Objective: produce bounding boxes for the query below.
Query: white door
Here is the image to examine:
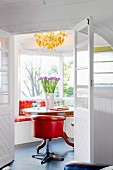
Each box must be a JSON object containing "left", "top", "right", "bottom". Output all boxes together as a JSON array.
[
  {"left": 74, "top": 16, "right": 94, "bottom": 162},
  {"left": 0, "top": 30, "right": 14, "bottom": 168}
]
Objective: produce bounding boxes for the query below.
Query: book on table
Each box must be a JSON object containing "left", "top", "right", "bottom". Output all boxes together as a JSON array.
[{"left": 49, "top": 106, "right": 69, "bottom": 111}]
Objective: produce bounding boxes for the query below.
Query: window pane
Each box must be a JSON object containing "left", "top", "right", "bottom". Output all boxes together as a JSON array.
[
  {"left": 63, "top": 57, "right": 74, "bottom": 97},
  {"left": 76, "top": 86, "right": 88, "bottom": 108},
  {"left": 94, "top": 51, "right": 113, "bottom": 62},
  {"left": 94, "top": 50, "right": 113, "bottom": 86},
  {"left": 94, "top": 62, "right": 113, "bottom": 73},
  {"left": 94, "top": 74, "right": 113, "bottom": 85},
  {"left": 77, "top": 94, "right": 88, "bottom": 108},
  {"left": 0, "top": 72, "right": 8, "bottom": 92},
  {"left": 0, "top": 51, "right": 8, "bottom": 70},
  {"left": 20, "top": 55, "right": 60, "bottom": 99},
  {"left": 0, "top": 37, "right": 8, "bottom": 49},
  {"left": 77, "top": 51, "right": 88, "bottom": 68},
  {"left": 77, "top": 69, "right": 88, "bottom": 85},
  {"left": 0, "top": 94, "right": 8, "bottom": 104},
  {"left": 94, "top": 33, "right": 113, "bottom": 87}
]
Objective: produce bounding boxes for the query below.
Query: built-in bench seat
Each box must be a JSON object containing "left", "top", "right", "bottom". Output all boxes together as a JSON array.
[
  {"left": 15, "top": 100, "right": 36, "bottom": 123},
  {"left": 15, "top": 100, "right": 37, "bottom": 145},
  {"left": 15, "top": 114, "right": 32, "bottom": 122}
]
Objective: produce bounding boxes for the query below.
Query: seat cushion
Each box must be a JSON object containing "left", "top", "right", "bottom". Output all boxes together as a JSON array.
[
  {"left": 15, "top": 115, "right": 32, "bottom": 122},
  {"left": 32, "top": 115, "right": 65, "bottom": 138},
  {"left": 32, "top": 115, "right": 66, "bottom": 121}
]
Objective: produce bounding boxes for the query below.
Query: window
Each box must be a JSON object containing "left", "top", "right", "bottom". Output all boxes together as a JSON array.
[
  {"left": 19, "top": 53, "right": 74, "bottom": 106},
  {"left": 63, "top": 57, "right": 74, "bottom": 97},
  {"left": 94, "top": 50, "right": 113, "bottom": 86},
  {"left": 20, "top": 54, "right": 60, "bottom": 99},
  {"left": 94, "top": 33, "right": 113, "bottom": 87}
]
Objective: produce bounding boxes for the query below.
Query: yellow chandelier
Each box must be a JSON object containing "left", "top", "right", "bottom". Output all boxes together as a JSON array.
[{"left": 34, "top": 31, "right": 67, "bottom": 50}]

What to work on:
From the records above, extract exactly and only the lines that begin at the line with "Query: window pane" and stop after the line with "Query: built-in bench seat".

Task solution:
Query: window pane
Each box must be a JSON object containing "left", "top", "right", "bottom". Output all boxes together as a JSON array.
[
  {"left": 63, "top": 57, "right": 74, "bottom": 97},
  {"left": 76, "top": 86, "right": 88, "bottom": 108},
  {"left": 94, "top": 51, "right": 113, "bottom": 62},
  {"left": 94, "top": 50, "right": 113, "bottom": 86},
  {"left": 94, "top": 62, "right": 113, "bottom": 73},
  {"left": 94, "top": 74, "right": 113, "bottom": 85},
  {"left": 77, "top": 94, "right": 88, "bottom": 108},
  {"left": 0, "top": 72, "right": 8, "bottom": 92},
  {"left": 0, "top": 51, "right": 8, "bottom": 70},
  {"left": 20, "top": 55, "right": 60, "bottom": 99},
  {"left": 0, "top": 37, "right": 8, "bottom": 49},
  {"left": 77, "top": 51, "right": 88, "bottom": 68},
  {"left": 77, "top": 69, "right": 88, "bottom": 85},
  {"left": 0, "top": 94, "right": 8, "bottom": 104},
  {"left": 94, "top": 33, "right": 113, "bottom": 87}
]
Objective: produce bounding boxes for the query below.
Query: built-in bench seat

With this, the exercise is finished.